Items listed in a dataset
▬▬▬▬▬▬
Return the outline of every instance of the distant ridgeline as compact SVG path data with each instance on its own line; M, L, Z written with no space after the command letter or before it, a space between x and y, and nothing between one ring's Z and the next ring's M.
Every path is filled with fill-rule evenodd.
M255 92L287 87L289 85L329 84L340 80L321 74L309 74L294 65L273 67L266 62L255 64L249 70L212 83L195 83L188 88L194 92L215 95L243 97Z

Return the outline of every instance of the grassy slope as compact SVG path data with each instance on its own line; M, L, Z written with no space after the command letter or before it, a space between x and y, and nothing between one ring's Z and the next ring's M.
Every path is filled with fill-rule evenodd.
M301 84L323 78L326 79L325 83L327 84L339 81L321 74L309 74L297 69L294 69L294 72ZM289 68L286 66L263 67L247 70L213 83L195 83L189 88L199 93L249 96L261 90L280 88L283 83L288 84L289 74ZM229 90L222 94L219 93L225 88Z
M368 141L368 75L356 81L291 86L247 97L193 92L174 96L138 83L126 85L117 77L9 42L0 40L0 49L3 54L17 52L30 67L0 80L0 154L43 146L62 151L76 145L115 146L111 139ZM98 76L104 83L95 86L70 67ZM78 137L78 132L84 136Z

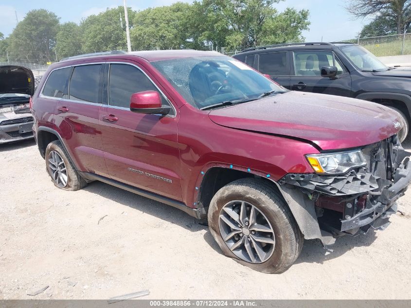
▬▬▬▬▬▬
Could you write out these lines again with "distant ridgeline" swapped for "far-off ridge", changing nothing else and leaving the picture out?

(Written answer)
Return the outline of every instance of the far-off ridge as compact SVG path data with each instance on its own line; M, L, Z written with no space after the command letter or before it, a space between x and y, and nothing between one ring's Z and the next ring's M.
Every path is filled with fill-rule evenodd.
M255 92L287 87L289 85L329 84L340 80L321 74L309 74L294 65L273 67L266 62L255 64L249 70L212 83L195 83L188 88L194 92L215 95L243 97Z

Return the outline of every instance of the grassy slope as compact SVG path data with each instance on its own line; M, L, Z written with no space after the command letter or before it, a space between x and y, and nothing between one ring's Z and the next ring's M.
Every path is filled with fill-rule evenodd.
M301 84L323 78L326 79L325 83L327 84L339 81L321 74L309 74L297 69L294 69L294 72ZM289 68L286 66L263 67L247 70L213 83L195 83L189 88L199 93L249 96L261 90L280 88L283 83L288 84L289 74ZM229 90L222 94L219 93L225 88Z
M368 141L368 75L356 81L291 86L247 97L193 92L174 96L138 83L126 85L117 77L9 42L0 40L0 49L3 54L17 52L30 67L0 80L0 154L43 146L62 151L76 145L115 146L111 139ZM98 76L104 83L95 86L70 67ZM78 137L78 132L84 136Z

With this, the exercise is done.